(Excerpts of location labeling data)
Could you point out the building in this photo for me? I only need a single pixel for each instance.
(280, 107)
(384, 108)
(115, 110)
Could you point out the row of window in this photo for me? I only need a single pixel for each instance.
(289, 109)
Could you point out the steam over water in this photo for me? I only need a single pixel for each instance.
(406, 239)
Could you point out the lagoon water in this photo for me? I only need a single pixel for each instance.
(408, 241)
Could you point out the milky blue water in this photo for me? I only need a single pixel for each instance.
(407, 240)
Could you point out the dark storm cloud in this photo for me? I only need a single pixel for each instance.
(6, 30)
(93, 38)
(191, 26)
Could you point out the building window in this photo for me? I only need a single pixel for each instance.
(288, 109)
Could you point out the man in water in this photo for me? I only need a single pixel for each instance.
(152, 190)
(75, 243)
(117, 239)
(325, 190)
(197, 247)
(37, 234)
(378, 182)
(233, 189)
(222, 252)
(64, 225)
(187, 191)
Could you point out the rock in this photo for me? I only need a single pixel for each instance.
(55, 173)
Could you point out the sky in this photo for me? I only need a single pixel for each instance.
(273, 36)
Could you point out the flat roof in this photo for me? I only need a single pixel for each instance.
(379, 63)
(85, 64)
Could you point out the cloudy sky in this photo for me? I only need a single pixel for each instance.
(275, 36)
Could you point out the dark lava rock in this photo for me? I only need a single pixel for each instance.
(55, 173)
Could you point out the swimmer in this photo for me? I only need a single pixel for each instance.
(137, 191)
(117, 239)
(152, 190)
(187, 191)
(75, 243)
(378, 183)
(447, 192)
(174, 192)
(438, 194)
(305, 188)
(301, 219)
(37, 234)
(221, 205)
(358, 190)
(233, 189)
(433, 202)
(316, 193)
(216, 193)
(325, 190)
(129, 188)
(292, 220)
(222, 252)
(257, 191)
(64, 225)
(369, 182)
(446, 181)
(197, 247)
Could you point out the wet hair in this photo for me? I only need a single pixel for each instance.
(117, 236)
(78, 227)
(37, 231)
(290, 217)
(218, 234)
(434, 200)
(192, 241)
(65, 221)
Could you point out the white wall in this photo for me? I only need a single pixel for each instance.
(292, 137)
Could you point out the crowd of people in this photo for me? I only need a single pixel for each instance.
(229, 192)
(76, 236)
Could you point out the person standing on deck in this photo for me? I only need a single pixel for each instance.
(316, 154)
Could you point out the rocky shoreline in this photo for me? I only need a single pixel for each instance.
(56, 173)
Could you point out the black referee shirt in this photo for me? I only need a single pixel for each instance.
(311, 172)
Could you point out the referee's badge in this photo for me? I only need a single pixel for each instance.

> **Challenge**
Without changing a word, restate the whole listing.

> **Output of the task**
Could you point out the building in this photo for me? I only need a single pixel for each instance.
(280, 107)
(384, 108)
(115, 110)
Could you point out the row of window in this photo for me? I only need a single pixel for each instance.
(289, 109)
Could you point out the steam over water in this photo for me? I only need a single pixel for each instance.
(406, 239)
Could you point out the lagoon water in this photo for me? I only need a single pixel for each instance.
(408, 241)
Could you point out the milky blue water in this photo for me? I only need a single pixel for each instance.
(407, 240)
Could you point out the dark storm cloud in this photo for me? I only need a single pixel for each instance.
(6, 30)
(93, 38)
(191, 26)
Could you point out the building window in this photo for me? I only need a single pixel for each instance.
(288, 109)
Could you point out the man in water in this photo for me? I only need a single pixel for each instance.
(152, 190)
(75, 243)
(117, 239)
(325, 190)
(197, 247)
(37, 234)
(378, 182)
(233, 189)
(222, 252)
(64, 225)
(187, 191)
Could you point out the rock in this photo for me? I only need a single pixel for each instance.
(55, 173)
Could you point out the sky in this photo for me? I only need a single pixel for each instance.
(273, 36)
Could you point out the flat roof in this photo for me? I only need a single pixel for each instance.
(379, 63)
(85, 64)
Could you point out the cloudy sky in this photo for me? I only need a single pixel for each instance.
(275, 36)
Could you point out the dark lava rock in this photo for me? I only need a single pixel for each instance.
(55, 173)
Could you point out the swimmer in this photo for me? I only need a single pixel for each instance.
(137, 191)
(117, 239)
(152, 190)
(187, 191)
(75, 243)
(378, 183)
(447, 192)
(174, 192)
(438, 194)
(305, 188)
(301, 219)
(37, 234)
(221, 205)
(358, 190)
(233, 189)
(433, 202)
(316, 193)
(216, 193)
(325, 190)
(129, 188)
(292, 220)
(222, 252)
(257, 191)
(64, 225)
(369, 182)
(446, 181)
(197, 247)
Could you point out the wet hair in this photo for me? I only need a single pixel for each instance.
(117, 236)
(78, 227)
(37, 231)
(290, 217)
(218, 234)
(434, 200)
(192, 241)
(65, 221)
Could you point out the white wall in this photo for me? I only need a single pixel for each instance.
(292, 137)
Could you point out the crowd of people in this photo for me? I only need a single pixel for each instance.
(229, 192)
(76, 236)
Could you point out the person standing on deck in this photo for me? I only need a single pixel for each instance.
(316, 154)
Could you point out the rocky shoreline in this photo for me? I only need a single pixel for each instance.
(56, 173)
Could you point out the black referee shirt in this photo for me? I only need a single pixel for each instance.
(311, 172)
Could you point out the referee's badge in this photo for me? I only need a single pixel for each instance.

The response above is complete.